Data listing:
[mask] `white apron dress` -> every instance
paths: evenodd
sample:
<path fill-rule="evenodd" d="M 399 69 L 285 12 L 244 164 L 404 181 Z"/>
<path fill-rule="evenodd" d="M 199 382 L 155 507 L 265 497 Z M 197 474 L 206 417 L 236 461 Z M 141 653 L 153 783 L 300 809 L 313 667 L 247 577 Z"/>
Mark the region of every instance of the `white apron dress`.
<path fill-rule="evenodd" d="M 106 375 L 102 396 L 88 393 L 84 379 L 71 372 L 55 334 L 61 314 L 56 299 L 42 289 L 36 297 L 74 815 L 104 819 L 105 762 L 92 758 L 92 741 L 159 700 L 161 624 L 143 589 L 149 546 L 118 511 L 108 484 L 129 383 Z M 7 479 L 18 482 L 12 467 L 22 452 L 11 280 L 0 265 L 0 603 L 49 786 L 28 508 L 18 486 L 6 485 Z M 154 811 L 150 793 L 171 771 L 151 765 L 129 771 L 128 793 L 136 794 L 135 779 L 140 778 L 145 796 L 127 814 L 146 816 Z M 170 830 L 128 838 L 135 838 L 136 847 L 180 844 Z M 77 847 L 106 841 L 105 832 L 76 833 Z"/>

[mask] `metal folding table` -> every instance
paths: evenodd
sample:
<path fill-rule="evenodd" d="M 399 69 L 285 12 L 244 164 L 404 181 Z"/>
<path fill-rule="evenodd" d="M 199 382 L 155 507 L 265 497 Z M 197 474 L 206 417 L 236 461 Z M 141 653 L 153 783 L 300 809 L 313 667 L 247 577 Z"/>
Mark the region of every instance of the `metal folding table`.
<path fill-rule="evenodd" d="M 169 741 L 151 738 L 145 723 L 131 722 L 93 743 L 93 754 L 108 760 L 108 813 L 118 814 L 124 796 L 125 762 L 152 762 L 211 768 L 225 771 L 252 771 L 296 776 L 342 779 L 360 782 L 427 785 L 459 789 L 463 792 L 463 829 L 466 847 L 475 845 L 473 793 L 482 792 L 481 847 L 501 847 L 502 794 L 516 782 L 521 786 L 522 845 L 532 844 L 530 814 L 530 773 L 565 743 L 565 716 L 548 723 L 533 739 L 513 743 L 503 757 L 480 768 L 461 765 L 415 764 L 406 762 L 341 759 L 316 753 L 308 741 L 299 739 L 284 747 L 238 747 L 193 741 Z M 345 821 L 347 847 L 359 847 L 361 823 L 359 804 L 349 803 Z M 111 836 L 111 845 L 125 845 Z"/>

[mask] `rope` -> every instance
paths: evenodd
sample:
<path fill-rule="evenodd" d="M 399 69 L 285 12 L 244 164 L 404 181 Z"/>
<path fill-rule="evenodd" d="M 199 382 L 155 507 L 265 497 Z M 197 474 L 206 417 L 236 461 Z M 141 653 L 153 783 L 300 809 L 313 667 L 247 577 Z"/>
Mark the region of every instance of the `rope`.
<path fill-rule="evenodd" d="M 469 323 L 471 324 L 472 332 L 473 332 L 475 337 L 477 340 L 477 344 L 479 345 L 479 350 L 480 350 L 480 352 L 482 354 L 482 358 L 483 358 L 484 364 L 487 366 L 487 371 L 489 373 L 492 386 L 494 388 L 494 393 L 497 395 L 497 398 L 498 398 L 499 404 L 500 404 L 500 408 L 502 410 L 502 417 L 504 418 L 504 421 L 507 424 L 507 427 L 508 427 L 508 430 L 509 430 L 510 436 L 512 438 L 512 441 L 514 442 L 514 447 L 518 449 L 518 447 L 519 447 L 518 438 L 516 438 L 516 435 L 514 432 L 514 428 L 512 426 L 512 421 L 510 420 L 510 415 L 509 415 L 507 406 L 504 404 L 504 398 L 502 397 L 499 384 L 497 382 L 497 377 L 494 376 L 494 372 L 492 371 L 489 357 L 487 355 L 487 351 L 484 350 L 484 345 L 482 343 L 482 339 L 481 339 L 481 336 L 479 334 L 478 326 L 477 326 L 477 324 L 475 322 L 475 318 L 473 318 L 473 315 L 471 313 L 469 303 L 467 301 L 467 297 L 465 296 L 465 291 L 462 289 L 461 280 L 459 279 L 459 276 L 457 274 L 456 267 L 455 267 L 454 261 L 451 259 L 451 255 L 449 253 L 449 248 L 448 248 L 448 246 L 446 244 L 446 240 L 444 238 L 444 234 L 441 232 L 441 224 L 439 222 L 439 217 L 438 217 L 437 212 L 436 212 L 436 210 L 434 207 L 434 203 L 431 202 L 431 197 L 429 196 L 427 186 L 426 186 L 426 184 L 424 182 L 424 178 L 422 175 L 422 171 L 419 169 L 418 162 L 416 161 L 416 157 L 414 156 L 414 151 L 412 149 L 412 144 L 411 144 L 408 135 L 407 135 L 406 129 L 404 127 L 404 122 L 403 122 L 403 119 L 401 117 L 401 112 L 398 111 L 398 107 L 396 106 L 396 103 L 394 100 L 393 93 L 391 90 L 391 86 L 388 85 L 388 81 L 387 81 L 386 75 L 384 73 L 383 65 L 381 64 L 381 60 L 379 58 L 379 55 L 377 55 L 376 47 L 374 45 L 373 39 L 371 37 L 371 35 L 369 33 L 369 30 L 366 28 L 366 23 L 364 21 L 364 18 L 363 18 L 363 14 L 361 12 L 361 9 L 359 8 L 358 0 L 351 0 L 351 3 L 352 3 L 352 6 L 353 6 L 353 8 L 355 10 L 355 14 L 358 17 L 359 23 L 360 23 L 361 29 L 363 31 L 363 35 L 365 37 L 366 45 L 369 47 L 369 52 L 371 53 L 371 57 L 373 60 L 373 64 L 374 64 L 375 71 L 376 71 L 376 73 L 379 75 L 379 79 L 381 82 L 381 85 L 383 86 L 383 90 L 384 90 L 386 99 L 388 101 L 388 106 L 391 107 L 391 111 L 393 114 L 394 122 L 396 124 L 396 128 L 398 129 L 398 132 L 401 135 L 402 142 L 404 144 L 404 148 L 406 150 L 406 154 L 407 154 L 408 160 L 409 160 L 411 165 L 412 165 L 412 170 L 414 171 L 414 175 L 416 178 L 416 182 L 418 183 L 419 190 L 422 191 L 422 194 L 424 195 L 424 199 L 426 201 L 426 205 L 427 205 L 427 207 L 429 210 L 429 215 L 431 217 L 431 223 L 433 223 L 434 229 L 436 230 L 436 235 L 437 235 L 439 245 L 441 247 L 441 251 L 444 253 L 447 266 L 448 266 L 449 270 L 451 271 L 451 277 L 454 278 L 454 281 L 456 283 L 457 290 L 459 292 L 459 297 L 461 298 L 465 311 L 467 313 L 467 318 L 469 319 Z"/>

TASK PROMPT:
Rewrite the listing above, swapping every "Mark the region" for "Outline the area" and leaving everything else unchanged.

SOLUTION BELOW:
[mask] `white apron dress` -> every instance
paths: evenodd
sample:
<path fill-rule="evenodd" d="M 399 69 L 285 12 L 244 164 L 404 181 Z"/>
<path fill-rule="evenodd" d="M 199 382 L 155 507 L 265 497 Z M 197 474 L 206 417 L 236 461 Z M 141 653 L 153 783 L 300 809 L 313 667 L 247 577 Z"/>
Outline the area of every instance of the `white apron dress`.
<path fill-rule="evenodd" d="M 106 375 L 102 396 L 88 393 L 84 379 L 71 372 L 55 334 L 61 314 L 56 299 L 42 289 L 36 297 L 74 815 L 104 819 L 105 762 L 92 758 L 92 741 L 159 700 L 161 624 L 143 589 L 149 546 L 118 511 L 108 484 L 129 383 Z M 7 479 L 18 482 L 12 467 L 22 452 L 11 280 L 0 265 L 0 603 L 49 786 L 28 508 L 18 486 L 6 485 Z M 154 811 L 150 793 L 171 771 L 151 765 L 129 771 L 128 793 L 136 794 L 135 779 L 140 778 L 145 796 L 127 814 L 146 816 Z M 170 830 L 128 838 L 135 838 L 136 847 L 180 844 Z M 77 847 L 106 841 L 105 832 L 76 833 Z"/>

[mask] `metal folding table` -> every instance
paths: evenodd
sample:
<path fill-rule="evenodd" d="M 399 69 L 285 12 L 244 164 L 404 181 Z"/>
<path fill-rule="evenodd" d="M 199 382 L 155 507 L 265 497 Z M 197 474 L 206 417 L 236 461 Z M 141 653 L 153 783 L 300 809 L 313 667 L 247 577 Z"/>
Outline the area of every instance of the `metal folding table`.
<path fill-rule="evenodd" d="M 169 741 L 151 738 L 145 723 L 131 722 L 93 743 L 93 754 L 108 760 L 108 813 L 118 814 L 124 796 L 125 762 L 152 762 L 211 768 L 225 771 L 252 771 L 296 776 L 342 779 L 360 782 L 427 785 L 459 789 L 463 792 L 463 829 L 466 847 L 475 845 L 473 793 L 482 792 L 481 847 L 501 847 L 502 794 L 516 782 L 521 786 L 522 845 L 532 844 L 530 814 L 530 773 L 565 743 L 565 716 L 548 723 L 533 739 L 513 743 L 503 757 L 480 768 L 461 765 L 415 764 L 406 762 L 341 759 L 316 753 L 308 741 L 299 739 L 284 747 L 238 747 L 193 741 Z M 345 821 L 347 847 L 359 847 L 361 823 L 359 804 L 349 803 Z M 111 836 L 111 845 L 125 845 Z"/>

[mask] `rope` -> every instance
paths: evenodd
sample:
<path fill-rule="evenodd" d="M 399 69 L 285 12 L 244 164 L 404 181 Z"/>
<path fill-rule="evenodd" d="M 199 382 L 155 507 L 265 497 Z M 197 474 L 206 417 L 236 461 Z M 141 653 L 153 783 L 300 809 L 313 667 L 247 577 Z"/>
Outline the area of every instance of the `rope`.
<path fill-rule="evenodd" d="M 469 323 L 471 324 L 472 332 L 473 332 L 475 337 L 477 340 L 477 344 L 479 345 L 479 350 L 480 350 L 480 352 L 482 354 L 482 358 L 483 358 L 484 364 L 487 366 L 487 371 L 489 373 L 492 386 L 494 388 L 494 393 L 497 395 L 497 398 L 498 398 L 499 404 L 500 404 L 500 408 L 502 410 L 502 417 L 504 418 L 504 421 L 507 424 L 507 427 L 508 427 L 508 430 L 509 430 L 510 436 L 512 438 L 512 441 L 514 442 L 514 447 L 518 449 L 518 447 L 519 447 L 518 438 L 516 438 L 516 435 L 514 432 L 514 428 L 512 426 L 512 421 L 510 420 L 510 415 L 509 415 L 507 406 L 504 404 L 504 398 L 502 397 L 499 384 L 497 382 L 497 377 L 494 376 L 494 372 L 492 371 L 489 357 L 487 355 L 487 351 L 484 350 L 484 345 L 482 343 L 482 339 L 481 339 L 481 336 L 479 334 L 478 326 L 477 326 L 477 324 L 475 322 L 475 318 L 473 318 L 473 315 L 471 313 L 469 303 L 467 301 L 467 297 L 465 296 L 465 291 L 462 289 L 461 280 L 459 279 L 459 276 L 457 274 L 456 267 L 455 267 L 454 261 L 451 259 L 451 255 L 449 253 L 449 248 L 448 248 L 448 246 L 446 244 L 446 240 L 444 238 L 444 234 L 441 232 L 441 224 L 439 222 L 439 217 L 438 217 L 437 212 L 436 212 L 436 210 L 434 207 L 434 203 L 431 202 L 431 197 L 429 196 L 427 186 L 426 186 L 426 184 L 424 182 L 424 178 L 422 175 L 422 171 L 419 169 L 418 162 L 416 161 L 416 157 L 414 156 L 414 151 L 412 149 L 412 144 L 411 144 L 408 135 L 407 135 L 406 129 L 404 127 L 404 122 L 403 122 L 403 119 L 401 117 L 401 112 L 398 111 L 398 107 L 396 106 L 396 103 L 394 100 L 393 93 L 391 90 L 391 86 L 388 85 L 388 81 L 387 81 L 386 75 L 384 73 L 383 65 L 381 64 L 381 60 L 379 58 L 379 55 L 377 55 L 376 47 L 374 45 L 373 39 L 371 37 L 371 35 L 369 33 L 369 30 L 366 28 L 366 23 L 364 21 L 364 18 L 363 18 L 363 14 L 361 12 L 361 9 L 359 8 L 358 0 L 351 0 L 351 3 L 352 3 L 352 6 L 353 6 L 353 8 L 355 10 L 355 14 L 358 17 L 359 23 L 360 23 L 361 29 L 363 31 L 363 35 L 365 37 L 366 45 L 369 47 L 369 52 L 371 53 L 371 57 L 373 60 L 373 64 L 374 64 L 375 71 L 376 71 L 376 73 L 379 75 L 379 79 L 381 82 L 381 85 L 383 86 L 383 90 L 384 90 L 386 99 L 388 101 L 388 106 L 391 107 L 391 111 L 393 114 L 394 122 L 396 124 L 396 128 L 398 129 L 398 132 L 401 135 L 402 142 L 404 144 L 404 148 L 406 150 L 406 154 L 407 154 L 408 160 L 409 160 L 411 165 L 412 165 L 412 170 L 414 171 L 414 175 L 416 178 L 416 182 L 418 183 L 419 190 L 422 191 L 422 194 L 424 195 L 424 199 L 426 201 L 426 205 L 427 205 L 427 207 L 429 210 L 429 215 L 431 217 L 431 223 L 433 223 L 434 229 L 436 230 L 436 235 L 437 235 L 439 245 L 441 247 L 441 251 L 444 253 L 447 266 L 448 266 L 449 270 L 451 271 L 451 277 L 454 278 L 454 281 L 456 283 L 457 290 L 459 292 L 459 297 L 461 298 L 465 311 L 467 313 L 467 318 L 469 319 Z"/>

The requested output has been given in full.